**Document:**
■ ■ ■ ■

MONTREAL, CANADA - NOVEMBER 09: Joel Edmundson #44 of the Montreal Canadiens and goaltender Sam Montembeault #35 celebrate their victory against the Vancouver Canucks at Centre Bell on November 9, 2022 in Montreal, Quebec, Canada. The Montreal Canadiens defeated the Vancouver Canucks 5-2. (Photo by Minas Panagiotakis/Getty Images)

12 games into the season, the Montreal Canadiens sit 23rd in the NHL with a 5-6-1 record. The Habs were expected to be bottom feeders this year but have impressed many with their play despite a losing record. The Canadiens are a team full of youth and the young guns have come to play thus far. However, the Canadiens’ vets have failed to provide the team with the needed secondary scoring. This raises concern for the team for several reasons.

■ ■ ■ ■

**Written exercise a:**
Echo the passage from the Canadiens article, starting at "MONTREAL, CANADA - NOVEMBER" and ending at "Minas Panagiotakis/Getty Images)".

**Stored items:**

■ ■ ■ ■

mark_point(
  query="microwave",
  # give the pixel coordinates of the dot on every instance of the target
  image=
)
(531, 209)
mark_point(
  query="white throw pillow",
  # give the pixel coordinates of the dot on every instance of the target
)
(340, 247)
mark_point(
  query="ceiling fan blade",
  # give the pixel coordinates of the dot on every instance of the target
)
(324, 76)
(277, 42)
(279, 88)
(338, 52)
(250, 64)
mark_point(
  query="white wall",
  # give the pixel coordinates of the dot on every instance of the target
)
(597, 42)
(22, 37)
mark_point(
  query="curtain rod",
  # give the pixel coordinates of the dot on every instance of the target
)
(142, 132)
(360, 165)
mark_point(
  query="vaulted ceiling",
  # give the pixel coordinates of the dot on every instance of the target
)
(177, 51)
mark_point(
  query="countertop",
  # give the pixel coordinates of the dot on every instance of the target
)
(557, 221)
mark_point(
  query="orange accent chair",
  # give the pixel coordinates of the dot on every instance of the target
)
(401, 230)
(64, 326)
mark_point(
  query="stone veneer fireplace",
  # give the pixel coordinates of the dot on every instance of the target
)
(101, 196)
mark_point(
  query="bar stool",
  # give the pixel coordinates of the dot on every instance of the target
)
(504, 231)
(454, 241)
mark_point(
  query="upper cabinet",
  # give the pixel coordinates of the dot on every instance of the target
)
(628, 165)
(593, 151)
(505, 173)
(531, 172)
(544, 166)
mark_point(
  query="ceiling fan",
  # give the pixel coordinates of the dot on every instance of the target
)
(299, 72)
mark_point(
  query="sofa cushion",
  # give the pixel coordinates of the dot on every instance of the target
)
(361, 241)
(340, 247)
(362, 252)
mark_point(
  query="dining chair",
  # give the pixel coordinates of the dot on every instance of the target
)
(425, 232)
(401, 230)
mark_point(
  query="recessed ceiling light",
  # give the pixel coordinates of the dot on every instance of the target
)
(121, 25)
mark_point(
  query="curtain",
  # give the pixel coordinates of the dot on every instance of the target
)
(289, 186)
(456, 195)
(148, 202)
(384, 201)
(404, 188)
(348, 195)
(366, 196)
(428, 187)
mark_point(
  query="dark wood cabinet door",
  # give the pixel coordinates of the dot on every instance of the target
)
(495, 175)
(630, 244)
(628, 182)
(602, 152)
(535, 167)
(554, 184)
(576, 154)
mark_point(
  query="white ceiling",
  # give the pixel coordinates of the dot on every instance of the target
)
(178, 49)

■ ■ ■ ■

**Written exercise b:**
Locate each line in the records that contains the string "white", treating uppercase and lowercase as distinct, and copy those lines.

**Final result a:**
MONTREAL, CANADA - NOVEMBER 09: Joel Edmundson #44 of the Montreal Canadiens and goaltender Sam Montembeault #35 celebrate their victory against the Vancouver Canucks at Centre Bell on November 9, 2022 in Montreal, Quebec, Canada. The Montreal Canadiens defeated the Vancouver Canucks 5-2. (Photo by Minas Panagiotakis/Getty Images)

**Final result b:**
  query="white throw pillow",
  query="white wall",
  query="white ceiling",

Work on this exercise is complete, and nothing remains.